Exercise requirements
Say nothing but the number of lines below in which the string "rise" appears.

⁂

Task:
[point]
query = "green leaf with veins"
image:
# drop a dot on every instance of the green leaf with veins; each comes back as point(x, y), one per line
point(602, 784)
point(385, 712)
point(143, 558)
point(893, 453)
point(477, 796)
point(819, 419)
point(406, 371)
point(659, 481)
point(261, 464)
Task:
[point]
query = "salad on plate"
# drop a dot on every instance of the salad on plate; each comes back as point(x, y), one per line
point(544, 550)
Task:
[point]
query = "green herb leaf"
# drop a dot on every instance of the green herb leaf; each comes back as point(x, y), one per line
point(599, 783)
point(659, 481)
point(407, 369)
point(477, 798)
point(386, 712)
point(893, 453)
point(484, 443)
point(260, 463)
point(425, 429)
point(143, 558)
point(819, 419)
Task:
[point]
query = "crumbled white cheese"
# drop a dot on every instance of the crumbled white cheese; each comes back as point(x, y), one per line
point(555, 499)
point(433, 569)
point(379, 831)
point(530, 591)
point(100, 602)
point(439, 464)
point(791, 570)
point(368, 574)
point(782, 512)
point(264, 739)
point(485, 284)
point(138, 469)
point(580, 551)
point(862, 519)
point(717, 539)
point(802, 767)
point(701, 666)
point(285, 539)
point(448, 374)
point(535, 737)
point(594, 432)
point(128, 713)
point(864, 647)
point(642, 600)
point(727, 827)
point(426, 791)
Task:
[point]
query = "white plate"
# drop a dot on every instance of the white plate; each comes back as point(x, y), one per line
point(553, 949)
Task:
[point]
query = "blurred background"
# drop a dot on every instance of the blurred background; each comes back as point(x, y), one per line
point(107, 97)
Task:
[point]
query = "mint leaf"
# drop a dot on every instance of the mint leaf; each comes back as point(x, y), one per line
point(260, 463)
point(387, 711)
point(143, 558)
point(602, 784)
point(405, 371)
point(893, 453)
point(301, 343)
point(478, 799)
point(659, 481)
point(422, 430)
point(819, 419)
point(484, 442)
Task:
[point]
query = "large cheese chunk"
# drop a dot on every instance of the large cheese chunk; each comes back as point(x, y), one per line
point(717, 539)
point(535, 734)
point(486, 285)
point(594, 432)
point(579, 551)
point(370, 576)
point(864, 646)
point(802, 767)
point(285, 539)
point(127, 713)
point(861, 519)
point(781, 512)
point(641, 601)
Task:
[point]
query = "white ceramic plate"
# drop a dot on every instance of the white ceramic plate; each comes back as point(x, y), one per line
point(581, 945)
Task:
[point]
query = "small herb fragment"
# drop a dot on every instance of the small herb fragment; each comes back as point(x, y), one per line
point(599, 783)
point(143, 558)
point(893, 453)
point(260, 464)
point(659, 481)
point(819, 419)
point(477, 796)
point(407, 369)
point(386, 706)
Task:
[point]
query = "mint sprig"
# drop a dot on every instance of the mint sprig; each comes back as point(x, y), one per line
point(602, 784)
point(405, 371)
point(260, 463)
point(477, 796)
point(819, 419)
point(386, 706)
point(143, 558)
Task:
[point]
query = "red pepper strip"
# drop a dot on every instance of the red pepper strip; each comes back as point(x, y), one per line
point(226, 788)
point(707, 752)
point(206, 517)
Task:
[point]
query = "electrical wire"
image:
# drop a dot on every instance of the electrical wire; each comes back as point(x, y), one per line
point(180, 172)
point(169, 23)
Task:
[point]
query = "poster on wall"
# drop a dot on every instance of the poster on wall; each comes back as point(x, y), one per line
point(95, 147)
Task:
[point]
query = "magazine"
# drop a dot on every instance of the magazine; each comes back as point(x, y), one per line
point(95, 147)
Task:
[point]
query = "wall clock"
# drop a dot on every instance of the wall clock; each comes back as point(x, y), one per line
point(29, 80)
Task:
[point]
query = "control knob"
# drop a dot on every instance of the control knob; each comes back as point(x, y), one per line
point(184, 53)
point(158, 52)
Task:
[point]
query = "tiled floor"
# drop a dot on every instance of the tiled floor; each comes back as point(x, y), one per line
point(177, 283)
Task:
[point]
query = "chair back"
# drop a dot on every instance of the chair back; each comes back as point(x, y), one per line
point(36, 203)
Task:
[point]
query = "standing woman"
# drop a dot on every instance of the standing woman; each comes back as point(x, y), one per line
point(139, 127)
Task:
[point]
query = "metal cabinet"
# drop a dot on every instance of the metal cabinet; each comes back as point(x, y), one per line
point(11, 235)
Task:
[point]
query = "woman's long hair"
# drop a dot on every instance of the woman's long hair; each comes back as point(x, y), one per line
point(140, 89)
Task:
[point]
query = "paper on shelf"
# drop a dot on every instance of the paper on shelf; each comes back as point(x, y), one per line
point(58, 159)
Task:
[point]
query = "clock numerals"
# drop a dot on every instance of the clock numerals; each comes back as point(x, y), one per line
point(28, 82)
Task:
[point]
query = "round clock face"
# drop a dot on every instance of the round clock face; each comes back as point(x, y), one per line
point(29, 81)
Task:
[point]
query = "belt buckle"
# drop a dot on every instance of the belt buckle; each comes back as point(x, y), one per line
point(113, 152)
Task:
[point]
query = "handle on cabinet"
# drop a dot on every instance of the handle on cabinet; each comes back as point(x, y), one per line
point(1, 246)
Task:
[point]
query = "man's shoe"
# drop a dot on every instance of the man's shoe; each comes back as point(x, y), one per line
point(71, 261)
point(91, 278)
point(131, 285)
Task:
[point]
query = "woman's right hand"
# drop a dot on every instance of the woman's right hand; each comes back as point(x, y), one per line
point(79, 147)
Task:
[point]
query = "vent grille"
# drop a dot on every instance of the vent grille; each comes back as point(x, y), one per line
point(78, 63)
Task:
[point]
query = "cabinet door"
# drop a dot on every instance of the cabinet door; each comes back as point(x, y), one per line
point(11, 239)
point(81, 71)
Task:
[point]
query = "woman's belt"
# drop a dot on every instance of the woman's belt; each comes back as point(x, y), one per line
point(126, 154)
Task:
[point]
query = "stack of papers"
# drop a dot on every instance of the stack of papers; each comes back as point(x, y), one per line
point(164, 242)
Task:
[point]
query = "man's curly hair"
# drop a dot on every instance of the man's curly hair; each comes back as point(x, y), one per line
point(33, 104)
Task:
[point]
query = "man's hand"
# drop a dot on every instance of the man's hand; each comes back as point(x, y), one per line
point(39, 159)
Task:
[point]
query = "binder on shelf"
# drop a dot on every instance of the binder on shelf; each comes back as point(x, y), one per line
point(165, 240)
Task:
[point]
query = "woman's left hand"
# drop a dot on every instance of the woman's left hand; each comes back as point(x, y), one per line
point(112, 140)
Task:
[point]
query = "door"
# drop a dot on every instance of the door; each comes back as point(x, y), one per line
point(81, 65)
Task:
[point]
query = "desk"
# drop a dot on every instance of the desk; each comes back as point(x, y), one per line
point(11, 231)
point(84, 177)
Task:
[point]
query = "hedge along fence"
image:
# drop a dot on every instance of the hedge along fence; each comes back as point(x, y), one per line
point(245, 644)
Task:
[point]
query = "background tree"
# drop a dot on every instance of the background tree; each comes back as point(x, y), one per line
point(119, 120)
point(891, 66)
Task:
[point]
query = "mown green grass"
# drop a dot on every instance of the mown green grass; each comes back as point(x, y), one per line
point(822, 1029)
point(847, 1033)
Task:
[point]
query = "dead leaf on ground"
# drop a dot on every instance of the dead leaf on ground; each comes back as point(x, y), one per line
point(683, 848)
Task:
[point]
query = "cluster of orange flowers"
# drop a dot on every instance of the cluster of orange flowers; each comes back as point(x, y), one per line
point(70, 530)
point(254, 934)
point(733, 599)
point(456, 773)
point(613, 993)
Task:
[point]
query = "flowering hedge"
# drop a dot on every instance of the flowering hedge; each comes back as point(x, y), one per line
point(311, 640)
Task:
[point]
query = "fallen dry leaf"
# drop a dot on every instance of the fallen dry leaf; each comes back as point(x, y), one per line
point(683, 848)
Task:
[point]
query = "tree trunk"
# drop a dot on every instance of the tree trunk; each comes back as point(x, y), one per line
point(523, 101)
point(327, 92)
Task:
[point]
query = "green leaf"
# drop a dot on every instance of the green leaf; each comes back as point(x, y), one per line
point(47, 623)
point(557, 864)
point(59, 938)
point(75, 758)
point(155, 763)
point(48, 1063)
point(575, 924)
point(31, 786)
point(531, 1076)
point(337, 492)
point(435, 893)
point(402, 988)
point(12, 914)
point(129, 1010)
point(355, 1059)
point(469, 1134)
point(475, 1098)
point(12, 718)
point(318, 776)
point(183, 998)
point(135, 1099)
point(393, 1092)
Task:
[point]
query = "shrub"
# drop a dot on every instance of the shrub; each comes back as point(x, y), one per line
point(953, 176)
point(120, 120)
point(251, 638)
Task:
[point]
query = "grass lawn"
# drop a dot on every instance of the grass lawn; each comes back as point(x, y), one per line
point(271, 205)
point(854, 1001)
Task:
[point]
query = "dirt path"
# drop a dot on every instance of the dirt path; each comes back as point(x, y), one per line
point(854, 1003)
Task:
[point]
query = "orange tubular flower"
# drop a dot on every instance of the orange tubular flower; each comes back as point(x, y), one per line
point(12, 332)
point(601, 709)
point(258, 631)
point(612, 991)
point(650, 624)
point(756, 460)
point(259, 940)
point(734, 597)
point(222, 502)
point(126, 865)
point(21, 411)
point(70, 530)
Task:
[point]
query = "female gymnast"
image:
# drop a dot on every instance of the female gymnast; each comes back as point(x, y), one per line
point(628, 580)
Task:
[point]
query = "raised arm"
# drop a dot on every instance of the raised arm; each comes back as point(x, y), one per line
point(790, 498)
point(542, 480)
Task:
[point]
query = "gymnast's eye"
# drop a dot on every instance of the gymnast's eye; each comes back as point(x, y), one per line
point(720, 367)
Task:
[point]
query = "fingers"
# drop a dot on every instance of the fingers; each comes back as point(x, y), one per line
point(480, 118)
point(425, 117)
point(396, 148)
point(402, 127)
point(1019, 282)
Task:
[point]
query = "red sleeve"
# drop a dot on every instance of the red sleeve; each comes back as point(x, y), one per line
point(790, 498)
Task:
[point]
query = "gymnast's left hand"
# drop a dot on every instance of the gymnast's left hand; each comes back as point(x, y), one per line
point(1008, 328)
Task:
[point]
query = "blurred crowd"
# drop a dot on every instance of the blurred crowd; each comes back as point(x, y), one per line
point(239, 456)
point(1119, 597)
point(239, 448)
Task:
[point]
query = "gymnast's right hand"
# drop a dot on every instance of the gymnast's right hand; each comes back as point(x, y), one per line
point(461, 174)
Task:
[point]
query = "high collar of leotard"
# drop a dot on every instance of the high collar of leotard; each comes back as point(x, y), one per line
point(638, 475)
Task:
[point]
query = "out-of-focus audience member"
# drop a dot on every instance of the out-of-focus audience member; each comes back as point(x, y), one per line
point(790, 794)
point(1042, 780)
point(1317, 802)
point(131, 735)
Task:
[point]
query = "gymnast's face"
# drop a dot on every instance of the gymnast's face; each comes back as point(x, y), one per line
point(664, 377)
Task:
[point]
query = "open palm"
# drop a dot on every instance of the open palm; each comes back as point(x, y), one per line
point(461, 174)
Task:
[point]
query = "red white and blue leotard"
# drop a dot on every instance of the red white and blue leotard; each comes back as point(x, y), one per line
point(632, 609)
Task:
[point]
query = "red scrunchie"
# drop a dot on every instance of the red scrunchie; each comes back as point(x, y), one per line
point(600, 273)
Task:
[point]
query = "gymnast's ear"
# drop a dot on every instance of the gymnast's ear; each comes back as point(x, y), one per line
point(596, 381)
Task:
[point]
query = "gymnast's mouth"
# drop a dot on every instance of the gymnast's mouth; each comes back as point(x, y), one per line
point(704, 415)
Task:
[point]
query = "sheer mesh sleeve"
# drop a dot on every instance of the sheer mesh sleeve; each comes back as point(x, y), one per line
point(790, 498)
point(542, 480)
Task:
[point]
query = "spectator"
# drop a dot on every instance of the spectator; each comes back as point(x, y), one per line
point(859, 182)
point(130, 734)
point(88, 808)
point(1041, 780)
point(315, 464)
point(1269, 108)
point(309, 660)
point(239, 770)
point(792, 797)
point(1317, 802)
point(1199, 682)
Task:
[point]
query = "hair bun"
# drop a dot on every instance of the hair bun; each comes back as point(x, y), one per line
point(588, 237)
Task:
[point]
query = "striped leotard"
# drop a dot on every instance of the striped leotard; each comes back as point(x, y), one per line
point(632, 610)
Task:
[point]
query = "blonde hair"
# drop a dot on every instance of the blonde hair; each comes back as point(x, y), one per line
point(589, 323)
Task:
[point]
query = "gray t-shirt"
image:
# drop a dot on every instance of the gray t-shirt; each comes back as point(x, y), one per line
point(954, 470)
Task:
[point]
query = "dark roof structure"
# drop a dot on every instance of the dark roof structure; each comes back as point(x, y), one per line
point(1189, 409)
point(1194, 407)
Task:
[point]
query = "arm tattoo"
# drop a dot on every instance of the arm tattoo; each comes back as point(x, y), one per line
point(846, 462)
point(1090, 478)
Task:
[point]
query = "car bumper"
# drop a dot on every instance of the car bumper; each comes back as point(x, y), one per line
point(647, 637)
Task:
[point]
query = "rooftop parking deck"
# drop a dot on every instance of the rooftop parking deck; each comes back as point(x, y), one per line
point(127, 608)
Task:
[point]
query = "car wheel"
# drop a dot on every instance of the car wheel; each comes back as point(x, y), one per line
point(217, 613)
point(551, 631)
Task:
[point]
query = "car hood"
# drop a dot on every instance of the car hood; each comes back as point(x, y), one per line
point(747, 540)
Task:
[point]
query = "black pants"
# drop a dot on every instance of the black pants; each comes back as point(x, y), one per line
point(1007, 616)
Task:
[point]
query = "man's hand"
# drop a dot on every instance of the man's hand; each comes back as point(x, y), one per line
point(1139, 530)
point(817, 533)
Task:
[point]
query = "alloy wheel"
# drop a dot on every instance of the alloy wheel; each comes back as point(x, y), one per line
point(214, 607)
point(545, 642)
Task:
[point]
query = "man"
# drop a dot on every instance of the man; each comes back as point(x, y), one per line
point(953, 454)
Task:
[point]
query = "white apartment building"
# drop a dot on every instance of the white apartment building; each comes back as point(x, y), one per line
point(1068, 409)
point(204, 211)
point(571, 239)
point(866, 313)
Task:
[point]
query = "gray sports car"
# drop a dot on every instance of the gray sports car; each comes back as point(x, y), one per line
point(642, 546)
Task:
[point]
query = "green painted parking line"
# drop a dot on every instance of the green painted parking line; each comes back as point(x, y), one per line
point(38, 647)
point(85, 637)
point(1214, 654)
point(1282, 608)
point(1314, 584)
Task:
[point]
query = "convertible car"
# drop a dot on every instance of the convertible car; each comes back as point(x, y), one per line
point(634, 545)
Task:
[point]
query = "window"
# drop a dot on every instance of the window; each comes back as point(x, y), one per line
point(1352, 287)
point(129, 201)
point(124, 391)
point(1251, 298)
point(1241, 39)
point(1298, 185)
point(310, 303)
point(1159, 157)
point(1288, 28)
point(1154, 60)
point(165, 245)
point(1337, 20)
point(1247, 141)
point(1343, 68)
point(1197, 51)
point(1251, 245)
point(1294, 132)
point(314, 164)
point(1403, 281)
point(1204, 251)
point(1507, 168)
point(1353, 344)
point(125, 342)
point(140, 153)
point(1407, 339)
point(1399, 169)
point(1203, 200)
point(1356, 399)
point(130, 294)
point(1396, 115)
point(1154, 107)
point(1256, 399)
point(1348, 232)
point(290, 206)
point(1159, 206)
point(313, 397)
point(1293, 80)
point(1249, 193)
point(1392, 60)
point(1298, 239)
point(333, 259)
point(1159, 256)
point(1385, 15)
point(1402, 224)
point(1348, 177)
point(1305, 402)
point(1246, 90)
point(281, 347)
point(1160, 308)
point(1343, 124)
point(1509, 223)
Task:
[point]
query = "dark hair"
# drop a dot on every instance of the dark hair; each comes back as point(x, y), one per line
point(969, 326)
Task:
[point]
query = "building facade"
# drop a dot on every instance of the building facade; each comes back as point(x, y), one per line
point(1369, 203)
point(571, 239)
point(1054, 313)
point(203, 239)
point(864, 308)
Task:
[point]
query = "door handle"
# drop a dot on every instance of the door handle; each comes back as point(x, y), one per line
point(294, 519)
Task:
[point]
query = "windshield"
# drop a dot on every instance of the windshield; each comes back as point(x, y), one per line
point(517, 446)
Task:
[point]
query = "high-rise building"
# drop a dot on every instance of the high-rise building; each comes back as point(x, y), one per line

⁂

The completed task
2